PASSAGE TO READ =>
AI Writing

How LLMs Distort Our Written Language: 5 Key Insights from the 2026 Study

According to a 2026 study, LLMs can significantly change the tone, style, and creativity of writing (even when prompted to focus on grammar). Learn the key findings and implications from the study here.

In a March 2026 arXiv paper titled How LLMs Distort Our Written Language, researchers from Google DeepMind, UC Berkeley, the University of Washington, and more, explored how large language models (LLMs) such as ChatGPT, Claude, and Gemini can affect the meaning of human writing.

Their overall finding? LLMs can significantly change what we write.

Here’s a closer look at what they found.

Key Findings (TL;DR)

  • Extensive LLM use made argumentative essays more neutral.
  • Heavy LLM users found their essays to be less creative and less in their own voice.
  • Even when models had been asked to make minimal or grammar edits, LLMs frequently changed the meaning or overall conclusion of an essay.
  • LLMs often made writing more formal (less personal), emotional, and analytical than human writing.
  • AI-written peer reviews not only gave higher scores to papers on average, but they also emphasized different strengths and weaknesses than humans did.
How LLMs Distort Our Writing, 2026 Study

Study Overview

In this study, researchers used three datasets:

  1. Human study
  2. ArgRewrite-v2
  3. Peer reviews

Let’s take a closer look at each dataset below.

1. Human study to investigate how people interact with LLMs

First, the researchers examined how people use LLMs when writing argumentative essays. 

They recruited 100 native English-speaking participants in the US and asked them to write an argumentative essay that answered the question, “Does money lead to happiness?”

REQUIREMENT 1 => In the article on LLMs and writing, write out word for word the part that opens with the words containing "Here’s a closer" and closes with "their own voice.".
REQUIREMENT 2 => List the datasets that the article on LLMs and writing says the researchers used.
REQUIREMENT 3 => Summarize the article on LLMs and writing in two sentences.
The material after this point is separate from the article on LLMs and writing.

GIVEN INFORMATION =>
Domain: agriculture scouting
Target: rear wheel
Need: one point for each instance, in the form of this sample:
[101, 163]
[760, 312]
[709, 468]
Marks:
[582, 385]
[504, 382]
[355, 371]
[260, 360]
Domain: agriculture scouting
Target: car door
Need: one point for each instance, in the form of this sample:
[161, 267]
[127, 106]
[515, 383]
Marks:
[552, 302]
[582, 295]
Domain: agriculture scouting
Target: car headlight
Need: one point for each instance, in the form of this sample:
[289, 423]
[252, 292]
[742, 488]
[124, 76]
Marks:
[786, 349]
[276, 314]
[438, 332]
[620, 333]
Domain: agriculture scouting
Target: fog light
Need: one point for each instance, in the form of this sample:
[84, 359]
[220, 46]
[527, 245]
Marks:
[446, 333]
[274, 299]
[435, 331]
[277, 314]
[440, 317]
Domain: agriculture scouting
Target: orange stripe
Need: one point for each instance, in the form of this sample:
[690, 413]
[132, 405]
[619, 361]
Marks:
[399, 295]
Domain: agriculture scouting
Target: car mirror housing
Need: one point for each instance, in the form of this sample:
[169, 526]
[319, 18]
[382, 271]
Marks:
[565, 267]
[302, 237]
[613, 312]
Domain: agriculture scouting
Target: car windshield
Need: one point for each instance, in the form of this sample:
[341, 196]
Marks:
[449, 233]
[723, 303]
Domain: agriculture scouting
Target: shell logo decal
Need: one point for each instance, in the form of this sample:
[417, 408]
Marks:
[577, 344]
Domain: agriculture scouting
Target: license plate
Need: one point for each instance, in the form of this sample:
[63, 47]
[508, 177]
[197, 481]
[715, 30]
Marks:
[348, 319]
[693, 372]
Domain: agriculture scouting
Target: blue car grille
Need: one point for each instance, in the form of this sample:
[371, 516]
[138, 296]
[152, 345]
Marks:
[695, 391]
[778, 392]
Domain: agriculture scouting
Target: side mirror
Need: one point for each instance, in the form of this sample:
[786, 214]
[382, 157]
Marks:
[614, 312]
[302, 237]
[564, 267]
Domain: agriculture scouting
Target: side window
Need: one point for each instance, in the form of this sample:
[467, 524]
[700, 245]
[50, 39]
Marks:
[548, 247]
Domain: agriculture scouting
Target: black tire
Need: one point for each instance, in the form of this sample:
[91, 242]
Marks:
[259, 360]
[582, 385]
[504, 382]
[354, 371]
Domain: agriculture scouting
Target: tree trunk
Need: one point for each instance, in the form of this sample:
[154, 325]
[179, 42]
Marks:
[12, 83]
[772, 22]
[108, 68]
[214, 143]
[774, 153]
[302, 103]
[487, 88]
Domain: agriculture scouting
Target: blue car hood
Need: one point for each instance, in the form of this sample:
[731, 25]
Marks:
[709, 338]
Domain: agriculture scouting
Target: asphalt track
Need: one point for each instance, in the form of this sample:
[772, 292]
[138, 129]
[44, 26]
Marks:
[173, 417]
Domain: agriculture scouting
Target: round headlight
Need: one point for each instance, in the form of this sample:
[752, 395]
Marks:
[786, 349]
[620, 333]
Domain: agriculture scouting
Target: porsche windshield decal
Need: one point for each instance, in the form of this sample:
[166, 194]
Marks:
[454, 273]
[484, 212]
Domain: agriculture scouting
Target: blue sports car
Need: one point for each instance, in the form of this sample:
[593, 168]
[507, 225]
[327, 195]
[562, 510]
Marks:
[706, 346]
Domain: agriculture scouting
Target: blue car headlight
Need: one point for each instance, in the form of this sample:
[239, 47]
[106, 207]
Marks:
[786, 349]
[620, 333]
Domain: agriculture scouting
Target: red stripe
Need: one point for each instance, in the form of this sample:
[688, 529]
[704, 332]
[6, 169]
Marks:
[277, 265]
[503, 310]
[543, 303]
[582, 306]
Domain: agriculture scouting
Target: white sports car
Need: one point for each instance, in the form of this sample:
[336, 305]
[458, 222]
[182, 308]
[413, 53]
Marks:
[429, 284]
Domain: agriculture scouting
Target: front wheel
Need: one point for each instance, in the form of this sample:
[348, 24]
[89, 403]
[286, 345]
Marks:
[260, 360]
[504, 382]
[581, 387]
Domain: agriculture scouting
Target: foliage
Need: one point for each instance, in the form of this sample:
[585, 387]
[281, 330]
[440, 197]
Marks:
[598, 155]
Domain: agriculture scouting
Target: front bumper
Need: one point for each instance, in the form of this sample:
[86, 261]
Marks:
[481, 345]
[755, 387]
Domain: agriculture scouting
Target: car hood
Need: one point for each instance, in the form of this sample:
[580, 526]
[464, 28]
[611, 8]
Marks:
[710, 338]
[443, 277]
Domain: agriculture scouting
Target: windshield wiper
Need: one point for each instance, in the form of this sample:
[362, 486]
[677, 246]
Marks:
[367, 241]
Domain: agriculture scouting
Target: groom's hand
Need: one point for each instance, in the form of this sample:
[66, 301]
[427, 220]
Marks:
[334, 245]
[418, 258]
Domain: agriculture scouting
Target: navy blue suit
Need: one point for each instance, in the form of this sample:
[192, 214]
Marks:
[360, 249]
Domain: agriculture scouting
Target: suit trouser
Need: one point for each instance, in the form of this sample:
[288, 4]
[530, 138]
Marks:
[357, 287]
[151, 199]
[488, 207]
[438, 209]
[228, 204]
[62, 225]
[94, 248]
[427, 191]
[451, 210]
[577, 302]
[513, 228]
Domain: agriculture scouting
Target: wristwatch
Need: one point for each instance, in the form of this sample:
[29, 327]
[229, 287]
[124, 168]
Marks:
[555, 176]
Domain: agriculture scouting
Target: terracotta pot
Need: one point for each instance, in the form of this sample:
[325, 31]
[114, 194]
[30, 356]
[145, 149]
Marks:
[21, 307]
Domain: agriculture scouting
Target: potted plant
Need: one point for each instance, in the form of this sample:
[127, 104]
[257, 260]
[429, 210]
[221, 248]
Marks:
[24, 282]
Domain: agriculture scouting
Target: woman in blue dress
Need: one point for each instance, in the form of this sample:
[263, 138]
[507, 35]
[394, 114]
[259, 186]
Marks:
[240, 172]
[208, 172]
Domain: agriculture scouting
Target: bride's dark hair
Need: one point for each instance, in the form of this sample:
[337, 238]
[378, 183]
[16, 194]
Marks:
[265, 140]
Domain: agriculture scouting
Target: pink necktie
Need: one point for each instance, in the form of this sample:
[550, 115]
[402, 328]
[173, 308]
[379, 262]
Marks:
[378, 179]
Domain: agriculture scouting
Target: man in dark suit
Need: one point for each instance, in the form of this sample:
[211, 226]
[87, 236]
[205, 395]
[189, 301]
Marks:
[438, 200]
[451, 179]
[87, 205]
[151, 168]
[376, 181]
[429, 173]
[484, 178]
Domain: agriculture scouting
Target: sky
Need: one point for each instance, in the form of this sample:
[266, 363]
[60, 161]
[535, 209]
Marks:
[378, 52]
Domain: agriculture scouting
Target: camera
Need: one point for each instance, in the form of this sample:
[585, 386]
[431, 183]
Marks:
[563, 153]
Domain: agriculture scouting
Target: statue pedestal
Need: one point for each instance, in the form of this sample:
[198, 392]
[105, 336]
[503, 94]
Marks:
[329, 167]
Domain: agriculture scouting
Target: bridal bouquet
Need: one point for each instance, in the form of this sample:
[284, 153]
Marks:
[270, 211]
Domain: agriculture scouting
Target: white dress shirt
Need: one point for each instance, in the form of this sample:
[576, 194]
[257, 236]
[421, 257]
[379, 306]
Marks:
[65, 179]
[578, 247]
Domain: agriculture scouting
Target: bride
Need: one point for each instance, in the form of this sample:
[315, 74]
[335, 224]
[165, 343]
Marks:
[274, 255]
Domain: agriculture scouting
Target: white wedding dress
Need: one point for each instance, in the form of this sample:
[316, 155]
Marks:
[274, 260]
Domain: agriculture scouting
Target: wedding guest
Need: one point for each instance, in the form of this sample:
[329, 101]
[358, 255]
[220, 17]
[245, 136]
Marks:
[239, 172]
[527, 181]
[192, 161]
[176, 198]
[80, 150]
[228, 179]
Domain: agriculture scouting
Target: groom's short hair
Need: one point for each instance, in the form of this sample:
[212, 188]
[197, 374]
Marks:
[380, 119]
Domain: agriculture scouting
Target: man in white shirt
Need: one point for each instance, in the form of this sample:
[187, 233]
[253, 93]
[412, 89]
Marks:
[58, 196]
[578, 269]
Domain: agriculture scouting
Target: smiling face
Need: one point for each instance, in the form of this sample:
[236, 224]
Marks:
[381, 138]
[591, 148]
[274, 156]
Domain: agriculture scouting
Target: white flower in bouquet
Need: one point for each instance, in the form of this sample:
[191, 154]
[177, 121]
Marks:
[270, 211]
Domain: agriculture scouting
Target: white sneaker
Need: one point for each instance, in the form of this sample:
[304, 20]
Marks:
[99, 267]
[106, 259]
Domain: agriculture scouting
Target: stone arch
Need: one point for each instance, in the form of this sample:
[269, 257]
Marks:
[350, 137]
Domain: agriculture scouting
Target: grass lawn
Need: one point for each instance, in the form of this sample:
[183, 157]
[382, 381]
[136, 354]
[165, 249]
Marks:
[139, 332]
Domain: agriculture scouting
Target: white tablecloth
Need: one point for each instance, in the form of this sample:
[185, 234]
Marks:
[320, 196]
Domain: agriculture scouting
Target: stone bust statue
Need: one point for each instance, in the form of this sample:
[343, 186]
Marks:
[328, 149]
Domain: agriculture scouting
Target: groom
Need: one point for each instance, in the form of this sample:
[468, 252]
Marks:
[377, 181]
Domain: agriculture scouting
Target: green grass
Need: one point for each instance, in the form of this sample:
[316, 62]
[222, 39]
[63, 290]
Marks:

ANSWER SECTION 1 =>
Here’s a closer look at what they found.

Key Findings (TL;DR)

  • Extensive LLM use made argumentative essays more neutral.
  • Heavy LLM users found their essays to be less creative and less in their own voice.

ANSWER SECTION 2 =>
Human study
ArgRewrite-v2
Peer reviews

ANSWER SECTION 3 => A March 2026 arXiv paper by researchers from Google DeepMind, UC Berkeley, the University of Washington and other institutions found that LLMs can significantly change what people write. Heavy LLM use made argumentative essays more neutral and less creative, even minimal or grammar edits often changed an essay's meaning, and AI-written peer reviews gave higher scores on average while stressing different strengths and weaknesses than human reviewers.